SET TASK - Pull every line out of the records below and reproduce each one unchanged.

-- start MATERIALS PROVIDED --

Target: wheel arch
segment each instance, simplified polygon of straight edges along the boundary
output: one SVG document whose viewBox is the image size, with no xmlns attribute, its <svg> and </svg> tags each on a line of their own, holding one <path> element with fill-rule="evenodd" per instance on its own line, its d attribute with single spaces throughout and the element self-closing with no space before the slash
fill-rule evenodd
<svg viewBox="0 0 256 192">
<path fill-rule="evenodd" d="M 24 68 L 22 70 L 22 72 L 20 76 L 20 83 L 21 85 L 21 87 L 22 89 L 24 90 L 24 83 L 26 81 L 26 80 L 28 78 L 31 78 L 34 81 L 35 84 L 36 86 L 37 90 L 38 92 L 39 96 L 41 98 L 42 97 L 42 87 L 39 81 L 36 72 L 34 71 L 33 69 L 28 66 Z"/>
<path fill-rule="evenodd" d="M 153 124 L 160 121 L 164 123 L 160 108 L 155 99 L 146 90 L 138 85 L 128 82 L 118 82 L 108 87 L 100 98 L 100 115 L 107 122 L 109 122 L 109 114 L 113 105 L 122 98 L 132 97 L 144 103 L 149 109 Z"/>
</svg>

-- end MATERIALS PROVIDED --

THE COMPLETED TASK -
Target: wheel arch
segment each instance, simplified polygon of straight edges along the boundary
output: one SVG document whose viewBox is the image size, with no xmlns attribute, its <svg> and </svg> tags each on a line of their own, holding one <path> element with fill-rule="evenodd" per instance on its own line, its d attribute with single spaces throughout and the element self-closing with no space before the slash
fill-rule evenodd
<svg viewBox="0 0 256 192">
<path fill-rule="evenodd" d="M 24 68 L 22 70 L 22 72 L 20 76 L 20 83 L 21 85 L 21 87 L 22 89 L 24 90 L 24 83 L 26 81 L 26 80 L 28 78 L 31 78 L 34 81 L 35 84 L 36 86 L 37 90 L 38 92 L 39 96 L 41 98 L 42 97 L 42 87 L 39 81 L 36 72 L 34 71 L 33 69 L 28 66 Z"/>
<path fill-rule="evenodd" d="M 153 124 L 160 121 L 164 123 L 160 108 L 155 99 L 146 90 L 138 85 L 128 82 L 118 82 L 108 87 L 100 98 L 100 115 L 107 122 L 109 122 L 109 114 L 113 105 L 122 98 L 132 97 L 144 103 L 149 109 Z"/>
</svg>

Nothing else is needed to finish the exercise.